### Lines of data
========

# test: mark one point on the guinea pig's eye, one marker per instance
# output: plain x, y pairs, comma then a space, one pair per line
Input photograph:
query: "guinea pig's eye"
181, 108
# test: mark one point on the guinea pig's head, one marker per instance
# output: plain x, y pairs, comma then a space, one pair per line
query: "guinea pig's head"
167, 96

========

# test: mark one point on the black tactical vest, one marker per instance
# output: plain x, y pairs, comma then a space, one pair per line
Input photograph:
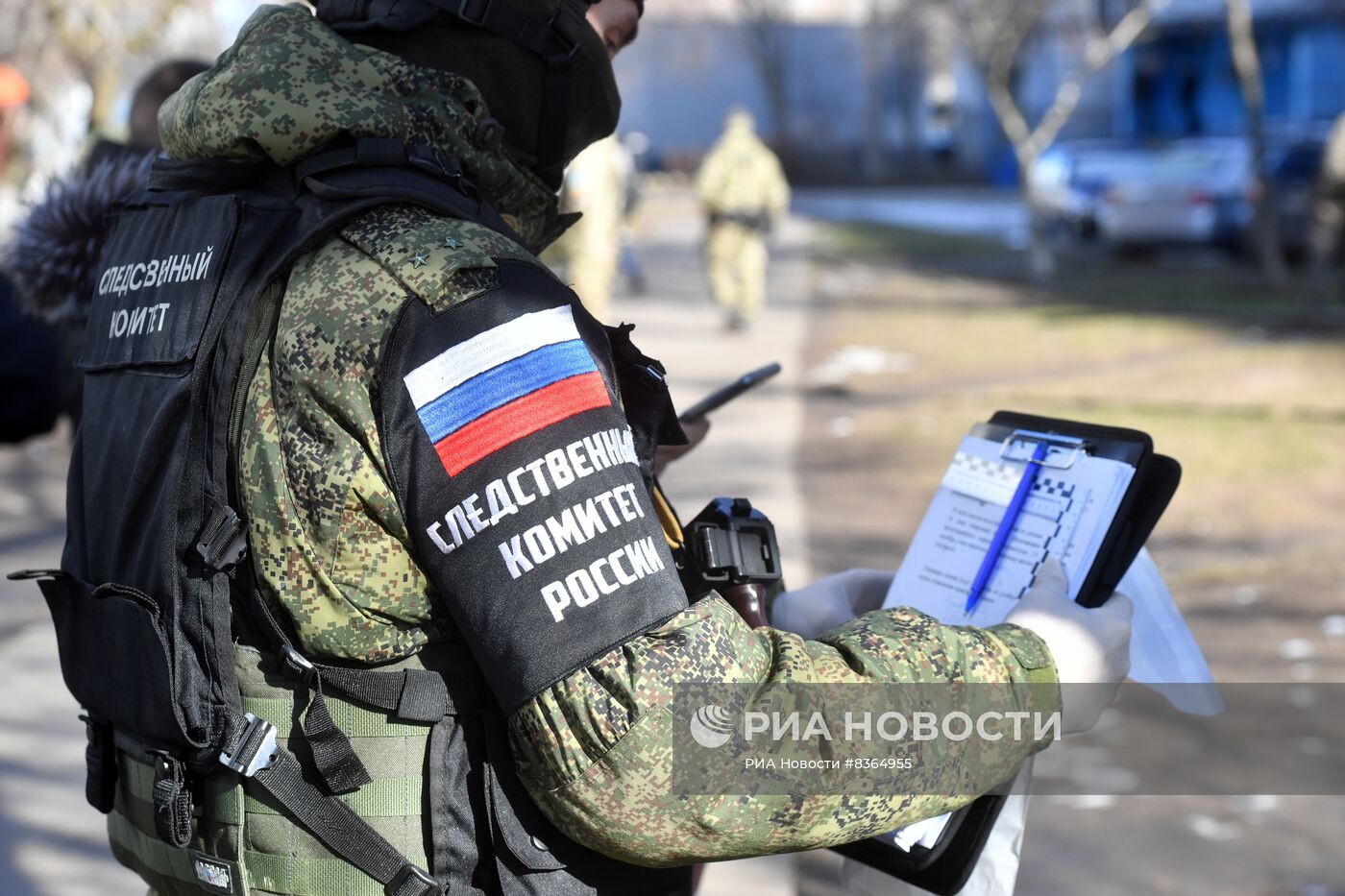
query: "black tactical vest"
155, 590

========

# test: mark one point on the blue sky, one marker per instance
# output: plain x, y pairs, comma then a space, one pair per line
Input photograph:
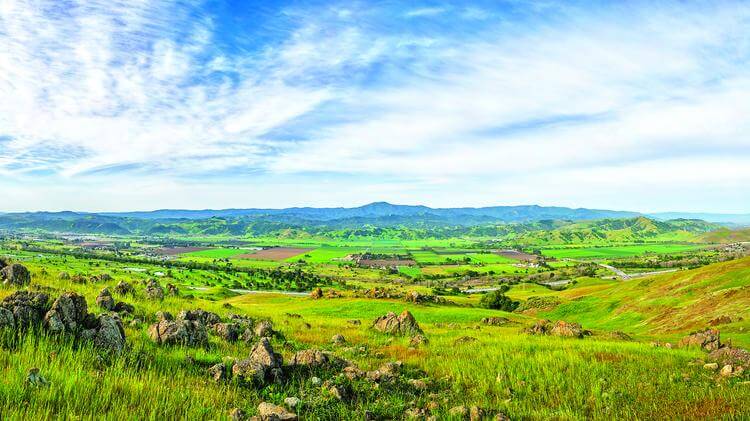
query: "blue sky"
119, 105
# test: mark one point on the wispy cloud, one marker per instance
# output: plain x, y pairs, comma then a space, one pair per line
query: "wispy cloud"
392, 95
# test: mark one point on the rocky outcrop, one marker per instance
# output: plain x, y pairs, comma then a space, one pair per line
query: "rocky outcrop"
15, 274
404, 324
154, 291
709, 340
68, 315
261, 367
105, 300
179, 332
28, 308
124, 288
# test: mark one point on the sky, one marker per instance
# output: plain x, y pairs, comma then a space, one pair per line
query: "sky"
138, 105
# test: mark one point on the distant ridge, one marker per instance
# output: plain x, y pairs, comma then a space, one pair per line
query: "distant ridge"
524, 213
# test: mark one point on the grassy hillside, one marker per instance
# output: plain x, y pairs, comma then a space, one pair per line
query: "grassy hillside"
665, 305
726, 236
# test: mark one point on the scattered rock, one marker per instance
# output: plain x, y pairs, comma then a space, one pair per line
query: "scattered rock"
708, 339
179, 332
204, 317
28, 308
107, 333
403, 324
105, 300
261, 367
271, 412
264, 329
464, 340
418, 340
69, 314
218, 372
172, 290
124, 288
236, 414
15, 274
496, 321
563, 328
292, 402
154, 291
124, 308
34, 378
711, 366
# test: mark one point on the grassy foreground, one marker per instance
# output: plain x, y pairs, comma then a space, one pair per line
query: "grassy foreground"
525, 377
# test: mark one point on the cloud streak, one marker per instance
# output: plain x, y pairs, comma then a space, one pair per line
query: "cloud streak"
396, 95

========

### Written task
Please collect each line of the records above that contains the word "black".

### Response
# test: mark one point on the black tactical vest, one marker per instance
query: "black tactical vest"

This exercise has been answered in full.